• GOAL
Lay out every line of the records below as a Markdown table with two columns, Row and Line. Give each line a row number and omit blank lines.

Point annotation data
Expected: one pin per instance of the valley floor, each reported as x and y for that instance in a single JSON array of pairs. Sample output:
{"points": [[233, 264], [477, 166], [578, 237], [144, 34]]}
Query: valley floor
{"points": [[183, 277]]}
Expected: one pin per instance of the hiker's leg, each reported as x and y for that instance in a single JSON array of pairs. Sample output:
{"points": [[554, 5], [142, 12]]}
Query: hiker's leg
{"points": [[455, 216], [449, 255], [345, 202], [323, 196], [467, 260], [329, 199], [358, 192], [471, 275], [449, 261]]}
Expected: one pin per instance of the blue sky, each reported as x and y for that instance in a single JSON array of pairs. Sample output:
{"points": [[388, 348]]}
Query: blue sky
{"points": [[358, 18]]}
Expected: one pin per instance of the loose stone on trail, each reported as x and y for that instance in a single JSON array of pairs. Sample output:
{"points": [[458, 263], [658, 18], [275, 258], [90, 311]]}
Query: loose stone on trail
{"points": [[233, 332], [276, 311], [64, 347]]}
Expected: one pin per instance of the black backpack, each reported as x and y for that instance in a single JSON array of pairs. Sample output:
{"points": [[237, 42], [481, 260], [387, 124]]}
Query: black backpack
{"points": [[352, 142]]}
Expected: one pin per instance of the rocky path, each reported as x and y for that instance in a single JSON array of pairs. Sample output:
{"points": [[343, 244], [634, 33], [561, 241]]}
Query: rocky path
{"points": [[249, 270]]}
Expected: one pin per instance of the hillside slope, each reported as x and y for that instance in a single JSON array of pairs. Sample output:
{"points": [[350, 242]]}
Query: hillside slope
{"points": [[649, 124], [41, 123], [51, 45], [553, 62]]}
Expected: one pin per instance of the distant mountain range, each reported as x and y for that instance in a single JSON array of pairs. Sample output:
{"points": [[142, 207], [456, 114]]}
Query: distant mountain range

• SOLUTION TO THIS TASK
| Row | Line |
|---|---|
| 1 | Expected: one pin per instance of the valley floor, each reported as x and y for that instance in a single JSON array of pairs. Sample output: |
| 2 | {"points": [[233, 264], [477, 166], [578, 237], [144, 34]]} |
| 3 | Query: valley floor |
| 4 | {"points": [[183, 277]]} |
| 5 | Expected: one pin per instance of the hiker's leg, each reported as x and y for that instance in a single JSON array of pairs. Sample output: |
| 6 | {"points": [[554, 5], [142, 12]]} |
| 7 | Query: hiker's leg |
| 8 | {"points": [[455, 216], [449, 255], [345, 202], [323, 196], [467, 260], [329, 199], [358, 192], [471, 275], [449, 261]]} |
| 9 | Expected: one pin per instance of the blue sky, each reported as x and y for that instance in a single JSON array of pairs. Sample output: |
| 10 | {"points": [[388, 348]]} |
| 11 | Query: blue sky |
| 12 | {"points": [[358, 18]]} |
| 13 | Expected: one pin per instance of the loose stone on trail, each reported as x and y for that instance in a single JSON array of pairs. Sample output: |
| 14 | {"points": [[458, 263], [658, 18], [275, 258], [90, 311]]} |
| 15 | Query: loose stone on trail |
| 16 | {"points": [[233, 332], [276, 311], [64, 347]]} |
| 17 | Expected: one pin per instance of the black backpack, each reported as x and y for that instance in a single JSON array of pairs. Sample output: |
| 18 | {"points": [[237, 42], [481, 260], [387, 124]]} |
| 19 | Query: black backpack |
| 20 | {"points": [[352, 142]]} |
| 21 | Expected: one pin per instance of the rocky path, each reported as x and y for that instance in a single JSON array of pairs. Sample output: |
| 22 | {"points": [[343, 244], [634, 33], [561, 241]]} |
| 23 | Query: rocky path |
| 24 | {"points": [[249, 270]]} |
| 25 | Expected: one pin per instance of the hillside slope, each reported as x and y for that instance in a single JSON array of pairs. Sample output: |
| 26 | {"points": [[350, 242]]} |
| 27 | Query: hillside slope |
| 28 | {"points": [[649, 124], [41, 123], [51, 45], [553, 62]]} |
| 29 | Expected: one pin per instance of the distant mountain range, each reported as x and y for that instance in a single JSON array of pairs. Sample output: |
| 30 | {"points": [[142, 207], [456, 114]]} |
| 31 | Query: distant mountain range |